第1のタイプは「過覚醒型」である。夜中にいったん苦しい不眠を経験すると不安や緊張が高まり、眠気以上に目覚め感が強まって、寝つきが悪くなる(入眠困難)、夜間に目覚める(中途覚醒)などの不眠症状がどんどん重症化する例がこれに当たる。震災などの急激なストレス後の不眠も典型的な「過覚醒型」である。切り替えベタ、心配性で気に病む性格の人がかかりやすい。
第2のタイプは「睡眠恒常性異常型」。疲労すると睡眠の必要性が高まることを睡眠恒常性と呼ぶが、その異常が生じる。典型例が高齢者の不眠症である。年齢とともに必要睡眠時間が短くなり70代にもなれば正味(脳波上は)6時間程度しか眠れなくなる。これ自体は自然な変化であって、異常ではない。ところがリタイヤ世代では寝床で横になる時間は逆に延びてしまう。例えば21時過ぎから朝まで9時間も寝床にいれば、中途覚醒や早い時刻に目覚めて二度寝ができない早朝覚醒が増えるのは避けられない。また、肉体的、精神的に不活発な生活を送ったり、昼寝が長すぎても睡眠恒常性の異常により不眠症状が出現する。結果、眠れないことに悩みや不安を抱くようになる。
第3のタイプは「リズム障害型」。夜型傾向の人がかかりやすく、平均的な就床時刻では眠気が出ずに入眠困難が生じる。平日は出勤や登校のため睡眠不足のまま起床し、そのぶん休日には寝だめが目立つ。遅寝、遅起きが許される環境では睡眠時間は正常で不眠症状も出現しない。本来は概日リズム睡眠―覚醒障害(睡眠―覚醒リズム障害)と呼ばれる別の睡眠障害に分類されるのだが、しばしば不眠症と誤診されるため、あえて不眠(症)を引き起こす3大原因の1つとして取り上げられることが多い。

さて、冒頭で紹介した「不眠症を2つに大別する」とは、第1のタイプと第2のタイプをしっかりと診分けて治療すべきではないかという主張である。

━━━━

課題の内容:
**A)** 本文によれば、70代になると脳波上の正味の睡眠は何時間程度になるか。
**B)** 本文の「第2のタイプは「睡眠恒常性異」から書き起こし、「ではないかという主張である。」まで書いたところで止めよ。その際、「寝床」を「布団」に置き換えること。
次の一覧は本文とは関係のない別の資料である。

データ抜粋:
━━━━

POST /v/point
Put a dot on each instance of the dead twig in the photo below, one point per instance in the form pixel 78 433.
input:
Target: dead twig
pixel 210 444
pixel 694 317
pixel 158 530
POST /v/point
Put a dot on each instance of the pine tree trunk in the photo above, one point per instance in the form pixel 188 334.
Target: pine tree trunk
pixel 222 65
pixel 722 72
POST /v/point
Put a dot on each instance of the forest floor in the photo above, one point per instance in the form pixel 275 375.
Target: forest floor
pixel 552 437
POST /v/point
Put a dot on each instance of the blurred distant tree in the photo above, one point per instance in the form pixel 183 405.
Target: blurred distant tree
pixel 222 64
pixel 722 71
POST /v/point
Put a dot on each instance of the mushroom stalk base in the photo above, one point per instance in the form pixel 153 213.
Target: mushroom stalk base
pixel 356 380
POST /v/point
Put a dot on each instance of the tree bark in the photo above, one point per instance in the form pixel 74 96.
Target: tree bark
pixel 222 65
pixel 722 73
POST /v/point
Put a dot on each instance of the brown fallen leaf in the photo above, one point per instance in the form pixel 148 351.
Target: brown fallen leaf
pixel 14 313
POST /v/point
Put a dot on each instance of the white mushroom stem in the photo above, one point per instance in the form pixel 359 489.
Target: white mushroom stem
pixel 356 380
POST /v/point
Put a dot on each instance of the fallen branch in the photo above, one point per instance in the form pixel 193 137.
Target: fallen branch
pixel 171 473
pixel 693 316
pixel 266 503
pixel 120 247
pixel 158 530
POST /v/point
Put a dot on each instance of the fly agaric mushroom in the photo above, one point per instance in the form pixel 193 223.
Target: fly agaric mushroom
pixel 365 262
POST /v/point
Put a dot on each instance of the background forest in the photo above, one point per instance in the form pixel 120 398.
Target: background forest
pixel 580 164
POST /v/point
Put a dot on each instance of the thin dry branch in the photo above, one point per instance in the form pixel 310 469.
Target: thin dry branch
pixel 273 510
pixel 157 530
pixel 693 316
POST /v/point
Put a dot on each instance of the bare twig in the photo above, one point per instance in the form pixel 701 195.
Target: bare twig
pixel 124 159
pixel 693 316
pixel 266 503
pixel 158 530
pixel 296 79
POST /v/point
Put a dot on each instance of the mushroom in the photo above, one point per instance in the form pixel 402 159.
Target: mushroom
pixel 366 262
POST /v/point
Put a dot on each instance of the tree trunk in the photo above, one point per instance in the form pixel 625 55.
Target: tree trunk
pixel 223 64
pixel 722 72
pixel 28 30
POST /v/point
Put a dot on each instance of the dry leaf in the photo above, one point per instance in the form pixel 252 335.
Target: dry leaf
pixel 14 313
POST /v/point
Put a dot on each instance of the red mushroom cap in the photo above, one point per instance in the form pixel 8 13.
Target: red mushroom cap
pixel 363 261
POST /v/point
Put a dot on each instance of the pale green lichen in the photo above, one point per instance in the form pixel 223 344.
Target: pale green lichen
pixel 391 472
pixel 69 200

━━━━

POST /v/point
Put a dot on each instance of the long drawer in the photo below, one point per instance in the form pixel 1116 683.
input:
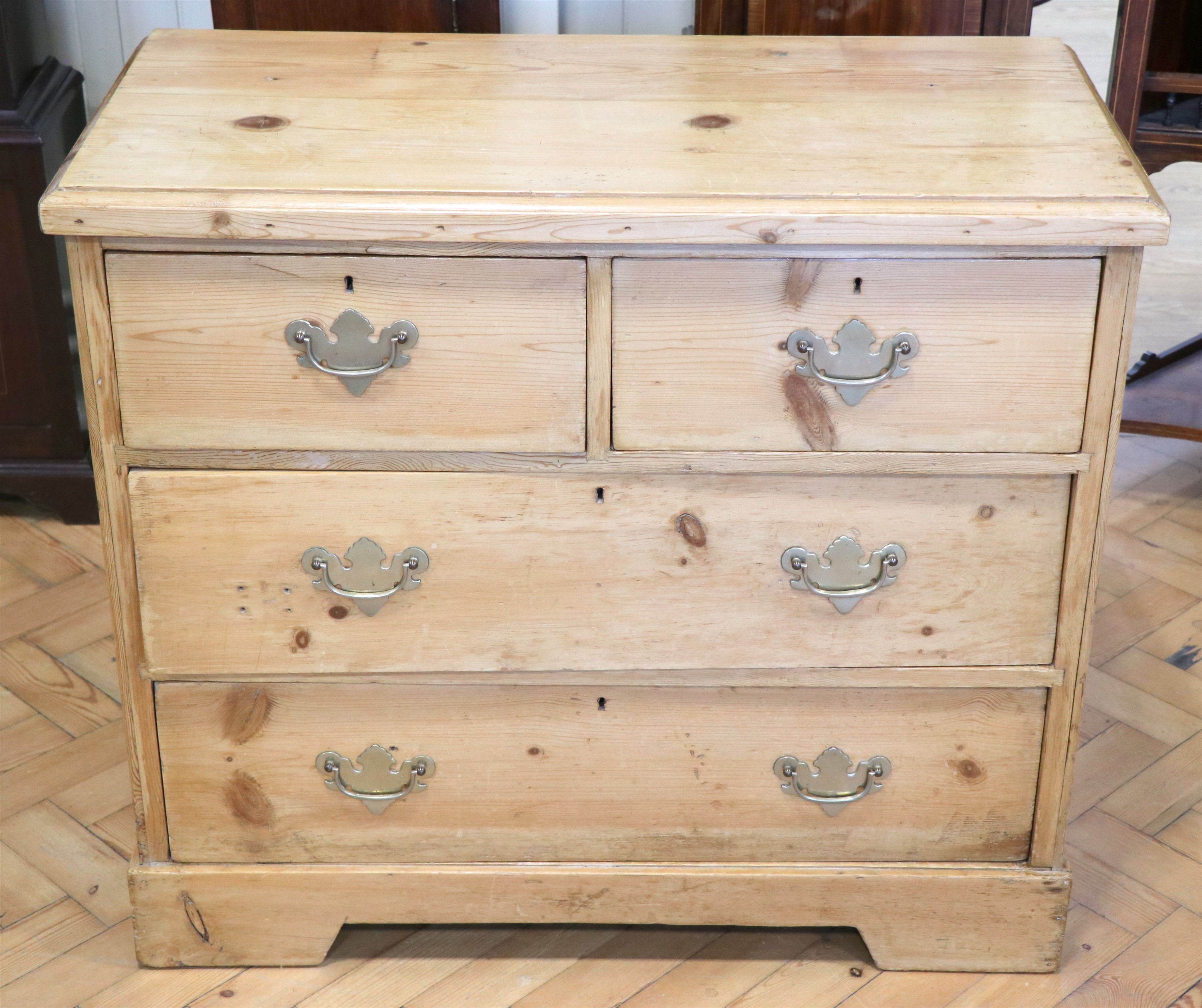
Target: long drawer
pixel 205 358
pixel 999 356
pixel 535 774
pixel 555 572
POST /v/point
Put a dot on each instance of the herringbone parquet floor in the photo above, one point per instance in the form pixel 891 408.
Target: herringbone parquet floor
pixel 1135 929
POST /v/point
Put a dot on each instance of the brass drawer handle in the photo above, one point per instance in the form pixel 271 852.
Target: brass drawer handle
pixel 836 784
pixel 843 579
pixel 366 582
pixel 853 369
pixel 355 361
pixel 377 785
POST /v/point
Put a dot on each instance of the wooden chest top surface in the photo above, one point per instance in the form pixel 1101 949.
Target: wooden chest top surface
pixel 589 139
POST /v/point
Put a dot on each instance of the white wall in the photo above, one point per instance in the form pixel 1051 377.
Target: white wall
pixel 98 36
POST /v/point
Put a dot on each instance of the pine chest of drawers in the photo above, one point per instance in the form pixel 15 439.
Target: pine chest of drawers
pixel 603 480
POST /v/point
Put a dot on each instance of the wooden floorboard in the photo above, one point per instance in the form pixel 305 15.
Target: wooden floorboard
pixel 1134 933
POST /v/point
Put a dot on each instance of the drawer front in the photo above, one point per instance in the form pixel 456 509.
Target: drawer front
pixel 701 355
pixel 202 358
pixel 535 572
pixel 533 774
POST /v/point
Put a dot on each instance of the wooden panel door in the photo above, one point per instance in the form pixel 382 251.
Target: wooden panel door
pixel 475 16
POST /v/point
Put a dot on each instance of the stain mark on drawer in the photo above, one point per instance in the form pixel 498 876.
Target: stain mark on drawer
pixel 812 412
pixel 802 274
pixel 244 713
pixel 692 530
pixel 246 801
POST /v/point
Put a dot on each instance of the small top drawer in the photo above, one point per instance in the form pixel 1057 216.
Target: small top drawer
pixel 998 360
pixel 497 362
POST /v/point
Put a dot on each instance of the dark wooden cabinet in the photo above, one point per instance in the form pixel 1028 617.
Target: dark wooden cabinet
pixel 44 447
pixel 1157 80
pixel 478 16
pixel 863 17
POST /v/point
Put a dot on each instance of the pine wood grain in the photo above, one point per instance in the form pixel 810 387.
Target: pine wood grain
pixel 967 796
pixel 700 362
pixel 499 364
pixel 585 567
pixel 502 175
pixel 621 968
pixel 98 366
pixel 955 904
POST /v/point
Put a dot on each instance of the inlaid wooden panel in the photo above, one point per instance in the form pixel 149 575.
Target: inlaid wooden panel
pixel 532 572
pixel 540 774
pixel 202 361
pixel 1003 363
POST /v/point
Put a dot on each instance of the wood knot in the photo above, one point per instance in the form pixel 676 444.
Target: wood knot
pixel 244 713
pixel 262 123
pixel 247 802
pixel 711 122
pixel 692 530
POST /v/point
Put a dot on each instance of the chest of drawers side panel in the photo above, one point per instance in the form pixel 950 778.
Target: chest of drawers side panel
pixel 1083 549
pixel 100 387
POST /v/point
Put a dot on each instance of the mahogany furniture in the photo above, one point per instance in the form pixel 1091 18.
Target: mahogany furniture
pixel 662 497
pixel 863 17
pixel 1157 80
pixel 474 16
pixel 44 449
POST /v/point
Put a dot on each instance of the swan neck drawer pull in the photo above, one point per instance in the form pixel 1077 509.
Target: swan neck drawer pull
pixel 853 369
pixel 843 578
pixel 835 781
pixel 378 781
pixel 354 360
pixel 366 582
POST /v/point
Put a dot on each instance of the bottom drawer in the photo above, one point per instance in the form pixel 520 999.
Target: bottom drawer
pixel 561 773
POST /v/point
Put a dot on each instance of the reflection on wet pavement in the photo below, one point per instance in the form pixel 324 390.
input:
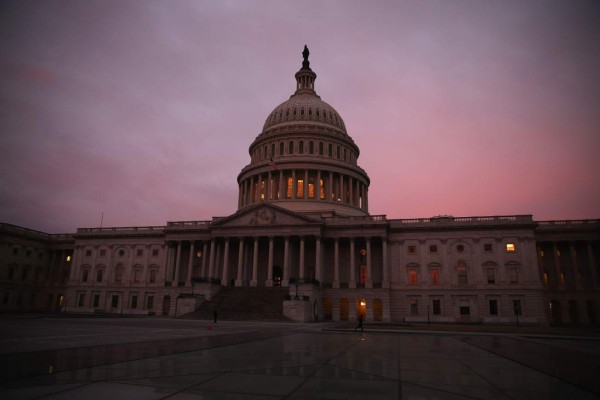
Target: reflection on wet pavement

━━━━

各問の答え:
**A)** 6時間程度。

**B)**
第2のタイプは「睡眠恒常性異常型」。疲労すると睡眠の必要性が高まることを睡眠恒常性と呼ぶが、その異常が生じる。典型例が高齢者の不眠症である。年齢とともに必要睡眠時間が短くなり70代にもなれば正味(脳波上は)6時間程度しか眠れなくなる。これ自体は自然な変化であって、異常ではない。ところがリタイヤ世代では布団で横になる時間は逆に延びてしまう。例えば21時過ぎから朝まで9時間も布団にいれば、中途覚醒や早い時刻に目覚めて二度寝ができない早朝覚醒が増えるのは避けられない。また、肉体的、精神的に不活発な生活を送ったり、昼寝が長すぎても睡眠恒常性の異常により不眠症状が出現する。結果、眠れないことに悩みや不安を抱くようになる。
第3のタイプは「リズム障害型」。夜型傾向の人がかかりやすく、平均的な就床時刻では眠気が出ずに入眠困難が生じる。平日は出勤や登校のため睡眠不足のまま起床し、そのぶん休日には寝だめが目立つ。遅寝、遅起きが許される環境では睡眠時間は正常で不眠症状も出現しない。本来は概日リズム睡眠―覚醒障害(睡眠―覚醒リズム障害)と呼ばれる別の睡眠障害に分類されるのだが、しばしば不眠症と誤診されるため、あえて不眠(症)を引き起こす3大原因の1つとして取り上げられることが多い。

さて、冒頭で紹介した「不眠症を2つに大別する」とは、第1のタイプと第2のタイプをしっかりと診分けて治療すべきではないかという主張である。